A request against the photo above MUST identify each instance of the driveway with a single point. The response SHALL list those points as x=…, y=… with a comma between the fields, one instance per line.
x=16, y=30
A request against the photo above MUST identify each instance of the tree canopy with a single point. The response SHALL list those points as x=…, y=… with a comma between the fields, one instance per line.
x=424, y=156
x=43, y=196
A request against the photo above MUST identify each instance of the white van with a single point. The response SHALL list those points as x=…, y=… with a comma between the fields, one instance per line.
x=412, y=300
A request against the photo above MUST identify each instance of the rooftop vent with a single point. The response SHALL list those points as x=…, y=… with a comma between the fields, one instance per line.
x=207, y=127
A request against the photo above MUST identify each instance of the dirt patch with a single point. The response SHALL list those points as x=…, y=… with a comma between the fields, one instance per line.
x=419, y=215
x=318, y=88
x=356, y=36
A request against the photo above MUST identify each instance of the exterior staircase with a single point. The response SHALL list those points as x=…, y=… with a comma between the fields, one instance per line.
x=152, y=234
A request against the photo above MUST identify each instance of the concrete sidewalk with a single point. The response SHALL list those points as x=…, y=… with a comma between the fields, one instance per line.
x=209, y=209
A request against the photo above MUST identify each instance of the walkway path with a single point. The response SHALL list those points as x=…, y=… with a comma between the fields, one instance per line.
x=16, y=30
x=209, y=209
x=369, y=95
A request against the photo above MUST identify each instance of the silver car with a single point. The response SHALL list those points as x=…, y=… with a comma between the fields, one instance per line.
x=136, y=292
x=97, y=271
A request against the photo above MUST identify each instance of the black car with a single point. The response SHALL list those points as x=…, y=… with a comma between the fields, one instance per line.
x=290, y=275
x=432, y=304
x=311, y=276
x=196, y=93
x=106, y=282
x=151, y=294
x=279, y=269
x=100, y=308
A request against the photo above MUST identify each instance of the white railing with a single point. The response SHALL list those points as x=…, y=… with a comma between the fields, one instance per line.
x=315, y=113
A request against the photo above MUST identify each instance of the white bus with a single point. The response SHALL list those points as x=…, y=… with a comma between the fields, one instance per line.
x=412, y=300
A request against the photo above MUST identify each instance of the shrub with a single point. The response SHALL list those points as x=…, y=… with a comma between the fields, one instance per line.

────────────────────────────────────────

__The problem__.
Lay out the material from its beginning up to and including the line with "x=207, y=127" as a two-column CSV headed input and output. Give each passage of text its own row with the answers that follow it, put every field in double quotes, and turn line breaks into spaces.

__Task response__.
input,output
"A request against the photo above MUST identify each instance of the driveway with a single point. The response SHALL list those points as x=…, y=… with a comma between the fields, one instance per line.","x=16, y=30"
"A request against the photo above MUST identify each instance of the tree canopy with a single point. The response SHALL list those points as x=…, y=… with a comma between the fields, one instance per line.","x=424, y=156 x=43, y=196"
"A request against the photo above MUST identify each instance of the white van with a single point. The response SHALL list those points as x=…, y=… with a comma between the fields, one instance per line.","x=412, y=300"
"A request against the photo above MUST identify each instance of the rooftop vent with a single point. The response SHALL list those points as x=…, y=… with a comma between the fields, one instance per line.","x=207, y=127"